***** Listing *****

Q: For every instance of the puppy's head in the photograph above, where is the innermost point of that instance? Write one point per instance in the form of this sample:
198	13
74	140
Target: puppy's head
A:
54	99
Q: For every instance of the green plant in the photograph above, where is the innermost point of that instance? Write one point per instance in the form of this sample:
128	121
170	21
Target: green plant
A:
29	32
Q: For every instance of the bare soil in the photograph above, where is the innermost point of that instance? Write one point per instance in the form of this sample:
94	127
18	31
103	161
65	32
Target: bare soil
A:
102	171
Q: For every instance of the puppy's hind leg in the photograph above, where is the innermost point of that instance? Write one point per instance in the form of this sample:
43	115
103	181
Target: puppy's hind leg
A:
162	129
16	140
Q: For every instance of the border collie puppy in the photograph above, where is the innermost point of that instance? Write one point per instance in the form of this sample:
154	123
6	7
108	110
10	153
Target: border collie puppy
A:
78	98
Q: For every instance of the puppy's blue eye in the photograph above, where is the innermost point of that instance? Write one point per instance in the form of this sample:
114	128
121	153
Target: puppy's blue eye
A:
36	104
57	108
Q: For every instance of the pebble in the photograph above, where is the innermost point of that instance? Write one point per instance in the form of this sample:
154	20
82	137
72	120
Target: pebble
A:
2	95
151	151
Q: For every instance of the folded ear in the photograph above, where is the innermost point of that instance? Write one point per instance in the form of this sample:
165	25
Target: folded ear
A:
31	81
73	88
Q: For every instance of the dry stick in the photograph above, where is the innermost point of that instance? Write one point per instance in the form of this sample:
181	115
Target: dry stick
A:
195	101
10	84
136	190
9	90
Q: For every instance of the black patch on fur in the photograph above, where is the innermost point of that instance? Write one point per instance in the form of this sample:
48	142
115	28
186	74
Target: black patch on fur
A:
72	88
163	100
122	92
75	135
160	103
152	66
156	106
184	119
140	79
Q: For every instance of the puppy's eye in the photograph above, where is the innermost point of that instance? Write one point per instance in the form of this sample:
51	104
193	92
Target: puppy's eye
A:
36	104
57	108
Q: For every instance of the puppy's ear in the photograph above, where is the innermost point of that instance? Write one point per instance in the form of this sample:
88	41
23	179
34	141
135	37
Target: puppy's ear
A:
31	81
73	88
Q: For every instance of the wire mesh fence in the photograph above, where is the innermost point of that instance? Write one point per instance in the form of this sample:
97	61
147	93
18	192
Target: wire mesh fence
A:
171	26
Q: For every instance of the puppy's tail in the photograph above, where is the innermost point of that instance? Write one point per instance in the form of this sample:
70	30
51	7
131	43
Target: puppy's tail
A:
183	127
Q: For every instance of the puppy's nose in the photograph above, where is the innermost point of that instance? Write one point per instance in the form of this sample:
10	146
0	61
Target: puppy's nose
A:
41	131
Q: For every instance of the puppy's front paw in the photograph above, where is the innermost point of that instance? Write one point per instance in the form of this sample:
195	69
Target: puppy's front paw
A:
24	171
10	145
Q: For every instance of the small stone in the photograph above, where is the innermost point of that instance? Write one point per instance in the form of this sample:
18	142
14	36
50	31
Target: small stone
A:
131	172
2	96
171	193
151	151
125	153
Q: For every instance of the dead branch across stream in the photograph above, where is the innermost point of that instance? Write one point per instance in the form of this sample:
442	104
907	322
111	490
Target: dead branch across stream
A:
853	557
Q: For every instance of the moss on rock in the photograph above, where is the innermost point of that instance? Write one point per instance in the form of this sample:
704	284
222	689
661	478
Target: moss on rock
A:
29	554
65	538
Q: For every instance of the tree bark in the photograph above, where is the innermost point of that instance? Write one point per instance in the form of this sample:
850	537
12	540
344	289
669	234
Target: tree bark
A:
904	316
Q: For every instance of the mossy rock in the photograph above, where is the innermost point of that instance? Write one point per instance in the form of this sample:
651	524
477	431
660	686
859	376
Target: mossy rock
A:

*****

Task to complete: Rewrite the listing above, replacing each occurrence of "innermost point" with "central point" and leaving all other text unchanged.

The reply:
Q: For every instance of the puppy's head in the photograph above, where is the central point of that instance? Write one point per instance in the form of this sample:
198	13
74	140
Target: puppy's head
A:
54	99
Q: For every instance of the green plant in the photograph above, where is the central point of that instance? Write one point per instance in the form of this sample:
128	121
170	21
Target: green plant
A:
29	32
Q: For every instance of the bare soil in the photograph above, where is the central point of that instance? Write one point per instance in the form of this sample:
94	127
18	31
103	161
65	32
Target: bare soil
A:
102	171
Q: For every instance of the puppy's hind leg in the photograph above, where is the central point of that instance? Write one point per instance in the form of this sample:
43	115
103	181
Target: puppy's hind leg
A:
162	129
16	140
Q: For every instance of the border collie puppy in the photograph above, where is the central point of that instance? Write one point per instance in the form of this sample:
154	123
6	7
108	110
10	153
Target: border collie puppy
A:
78	98
Q: For every instance of the puppy's blue eye in the photograph above, where is the central point of that instance? Write one point per instance in the form of this sample:
114	128
121	153
Target: puppy's blue eye
A:
36	104
57	108
Q: For every instance of the pebble in the photograph above, where is the central point of that instance? Write one point per instance in the form of this sample:
154	20
82	137
72	120
Target: pebble
A:
2	95
151	151
Q: For every instance of the folded ear in the photograph above, where is the central point of that instance? Write one point per instance in the form of this sample:
165	25
Target: folded ear
A:
31	81
73	88
Q: For every instance of the dry stick in the photograph above, where is the central point of that instance? Write one point per instance in the form of this sample:
181	115
Target: dry stick
A:
195	101
10	84
136	190
9	90
Q: For every instance of the black patch on fur in the photograph above, where is the central point of that instance? Write one point per instance in the form of this sample:
48	142
115	28
186	74
Target: black patch on fur
A:
72	88
163	100
122	92
75	135
160	103
152	66
156	106
184	119
140	79
Q: For every instance of the puppy's eye in the photograph above, where is the central point of that instance? Write one point per instance in the form of this sample:
51	104
193	92
Target: puppy's eye
A:
36	104
57	108
Q: For every instance of the puppy's ear in the photograph above, where is the central point of that instance? Write one point per instance in the form of this sample:
88	41
23	179
34	141
135	37
Target: puppy's ear
A:
31	81
73	88
Q: For every instance of the wire mesh fence in the photograph above, where is the central point of that instance? Write one point per instance in the form of this sample:
97	61
147	93
18	192
Target: wire mesh fence
A:
171	26
Q: For every instance of the puppy's tail in the photograph above, where is the central point of that instance? Write one point per instance in the form of this sample:
70	30
51	7
131	43
Target: puppy's tail
A:
183	127
Q: For every instance of the puppy's nose in the photograph above, where is the central point of that instance? Write one point per instance in the form of this sample:
10	146
0	61
Target: puppy's nose
A:
41	131
Q: For every instance of the puppy's front paw in the photograph above, where is the central point of that instance? Write one point per instance in the form of this sample:
195	69
Target: puppy's front paw
A:
24	171
10	145
Q: For every instance of the small stone in the photograph above, where is the central point of that instance? Write one point per instance in the form of this sample:
18	142
14	36
50	31
Target: small stone
A:
131	172
2	96
171	193
151	151
125	153
Q: For every instance of the dead branch across stream in the photograph above, where is the central point of that instance? Write one point per instance in the form of this sample:
442	104
907	322
111	490
Target: dead branch across stream
A:
853	557
Q: For every instance of the moss on rock in the photograph above, where is the central point of that instance? Write one point per instance in the form of this sample:
704	284
222	689
661	478
Target: moss on rock
A:
29	554
65	538
Q: For every instance of the tree bark in the photograph above, where is the central point of that instance? Write one point per instance in the form of this sample:
850	537
12	540
344	289
669	234
Target: tree bark
A:
904	316
Q: For every instance of the mossy rock in the photograph above, where is the central point of that instance? Write one point per instance in the form of this sample:
651	524
477	431
660	686
859	376
Target: mossy rock
A:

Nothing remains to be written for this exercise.